[Point labeling examples]
** Begin **

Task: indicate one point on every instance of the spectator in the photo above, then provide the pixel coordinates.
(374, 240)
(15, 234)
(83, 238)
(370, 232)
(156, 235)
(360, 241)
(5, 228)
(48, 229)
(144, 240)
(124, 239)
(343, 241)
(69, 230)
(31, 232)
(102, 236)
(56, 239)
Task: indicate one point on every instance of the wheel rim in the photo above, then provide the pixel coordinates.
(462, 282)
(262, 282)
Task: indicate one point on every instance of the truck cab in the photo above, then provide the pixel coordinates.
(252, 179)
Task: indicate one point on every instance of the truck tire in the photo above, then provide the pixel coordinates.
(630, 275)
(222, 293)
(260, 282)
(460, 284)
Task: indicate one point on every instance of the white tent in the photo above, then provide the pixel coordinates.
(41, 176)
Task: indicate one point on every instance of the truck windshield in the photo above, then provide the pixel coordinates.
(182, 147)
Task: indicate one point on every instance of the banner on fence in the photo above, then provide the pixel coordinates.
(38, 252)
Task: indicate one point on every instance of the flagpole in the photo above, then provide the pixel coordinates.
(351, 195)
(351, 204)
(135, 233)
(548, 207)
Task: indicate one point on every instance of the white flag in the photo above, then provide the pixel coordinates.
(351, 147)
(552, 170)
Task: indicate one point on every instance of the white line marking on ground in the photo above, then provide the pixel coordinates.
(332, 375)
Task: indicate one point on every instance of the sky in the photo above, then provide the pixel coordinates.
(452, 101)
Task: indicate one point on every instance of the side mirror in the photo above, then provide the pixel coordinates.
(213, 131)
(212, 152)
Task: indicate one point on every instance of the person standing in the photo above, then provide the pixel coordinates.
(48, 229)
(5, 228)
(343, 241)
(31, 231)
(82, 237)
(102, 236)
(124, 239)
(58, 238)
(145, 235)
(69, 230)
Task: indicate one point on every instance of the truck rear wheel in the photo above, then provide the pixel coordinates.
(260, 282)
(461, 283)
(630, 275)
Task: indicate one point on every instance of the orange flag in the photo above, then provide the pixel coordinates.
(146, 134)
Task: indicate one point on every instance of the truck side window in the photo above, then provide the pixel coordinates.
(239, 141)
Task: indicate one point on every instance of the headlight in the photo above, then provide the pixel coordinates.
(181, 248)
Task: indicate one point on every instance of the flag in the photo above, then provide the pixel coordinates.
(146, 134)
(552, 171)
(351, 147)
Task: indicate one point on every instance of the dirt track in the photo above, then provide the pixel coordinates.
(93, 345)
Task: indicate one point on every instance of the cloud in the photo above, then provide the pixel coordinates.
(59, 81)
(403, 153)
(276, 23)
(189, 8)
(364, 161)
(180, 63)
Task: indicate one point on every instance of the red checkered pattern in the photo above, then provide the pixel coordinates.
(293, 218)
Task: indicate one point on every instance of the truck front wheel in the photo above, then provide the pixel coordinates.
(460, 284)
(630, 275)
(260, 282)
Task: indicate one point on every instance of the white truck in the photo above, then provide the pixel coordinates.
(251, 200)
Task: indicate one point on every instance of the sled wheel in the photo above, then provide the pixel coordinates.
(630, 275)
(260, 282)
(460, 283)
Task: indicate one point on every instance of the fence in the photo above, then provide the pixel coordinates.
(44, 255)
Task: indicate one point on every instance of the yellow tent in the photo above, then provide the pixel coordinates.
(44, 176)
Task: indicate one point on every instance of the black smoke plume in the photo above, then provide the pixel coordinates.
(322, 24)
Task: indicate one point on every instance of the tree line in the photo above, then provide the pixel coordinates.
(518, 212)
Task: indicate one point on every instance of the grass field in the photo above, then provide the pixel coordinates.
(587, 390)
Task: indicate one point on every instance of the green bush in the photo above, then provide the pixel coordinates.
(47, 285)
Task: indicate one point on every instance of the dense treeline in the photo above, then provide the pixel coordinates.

** End **

From the first line to the last, please quote the material above exactly.

• RESPONSE TO THE TASK:
Task: indicate one point on every instance of the spectator in the photo above, then provide the pixel coordinates.
(374, 240)
(15, 234)
(83, 238)
(370, 232)
(156, 235)
(360, 241)
(5, 228)
(48, 229)
(144, 240)
(124, 239)
(343, 241)
(69, 230)
(31, 232)
(102, 236)
(56, 239)
Task: indicate one point on every instance of the wheel rim in the photo above, then provide the pixel coordinates.
(462, 282)
(262, 282)
Task: indicate one point on every instance of the truck cab in the photo above, then provide the pixel coordinates.
(252, 179)
Task: indicate one point on every instance of the truck tire in the photo above, then provide the pixel coordinates.
(630, 275)
(222, 293)
(260, 282)
(460, 284)
Task: indicate one point on every instance of the white tent in the photo above, then provide the pixel coordinates.
(41, 176)
Task: indicate one point on every instance of the truck windshield in the photo above, then provide the pixel coordinates.
(182, 147)
Task: indicate one point on every instance of the banner on fence in the photo above, then provide the pixel coordinates.
(38, 252)
Task: indicate one point on every instance of the flagpole in the photo above, then provide the pixel coordinates.
(351, 195)
(351, 204)
(135, 233)
(548, 207)
Task: indicate one point on every instance of the white flag in the photo above, then provide the pixel coordinates.
(351, 147)
(552, 170)
Task: indicate one point on every instance of the white line marking on ground in the photo above, then provide the pixel coordinates.
(332, 375)
Task: indicate one point on every instance of the sky in the photo above, then provide the pixel coordinates.
(452, 101)
Task: indicate one point on every instance of the side mirror in the photo above, then provide the pixel coordinates.
(213, 131)
(212, 152)
Task: indicate one point on every instance of the person standing in the photo above, then provide the pixel coordinates.
(48, 229)
(5, 228)
(343, 241)
(31, 231)
(82, 237)
(102, 236)
(124, 239)
(58, 238)
(145, 235)
(69, 230)
Task: indicate one point on every instance of the truck rear wheel in the photo above, then provide the pixel coordinates.
(260, 282)
(461, 283)
(630, 275)
Task: indicate one point on every instance of the orange flag in the photo above, then provide the pixel coordinates.
(146, 134)
Task: indicate one point on every instance of the truck side window in the photo above, then provide the pixel coordinates.
(239, 141)
Task: indicate one point on every instance of the headlight in the photo above, then provide the pixel coordinates.
(181, 248)
Task: indicate one point on every instance of the flag in the photo above, then provide the pixel coordinates.
(146, 134)
(552, 171)
(351, 147)
Task: indicate one point on every instance of the dirt track in the photo above, then provide the pixel coordinates.
(93, 345)
Task: indicate one point on every instance of the cloud in the photo above, then provide the pixel coordinates.
(59, 81)
(403, 153)
(276, 23)
(189, 8)
(364, 161)
(180, 63)
Task: indicate one point on every instance of the red checkered pattern in the photo above, then provide the pixel coordinates.
(293, 218)
Task: indicate one point on every instance of the truck front wheel in the photo above, then provide the pixel coordinates.
(460, 284)
(630, 275)
(260, 282)
Task: indicate one point on every instance of the white truck in the photo above, then provide the pixel coordinates.
(251, 200)
Task: indicate one point on every instance of the sled wheel in the photo above, then provide the pixel coordinates.
(630, 275)
(260, 282)
(460, 283)
Task: indicate one point on every instance of the fence in the photo above, then provide the pixel coordinates.
(44, 255)
Task: indicate one point on every instance of the yellow tent in the photo above, then provide the pixel coordinates.
(44, 176)
Task: indicate one point on every instance of the black smoke plume in the photo above, then provide the pixel coordinates.
(322, 24)
Task: indicate one point on every instance of the tree line in the photo above, then provide the pixel coordinates.
(518, 212)
Task: indicate one point on every instance of the grass field in the photo above, then provide the pixel coordinates.
(587, 390)
Task: indicate one point on every instance of the green bush in the photo above, then provide the pixel coordinates.
(47, 285)
Task: indicate one point on every instance of the dense treeline in the photo above, then provide the pixel coordinates.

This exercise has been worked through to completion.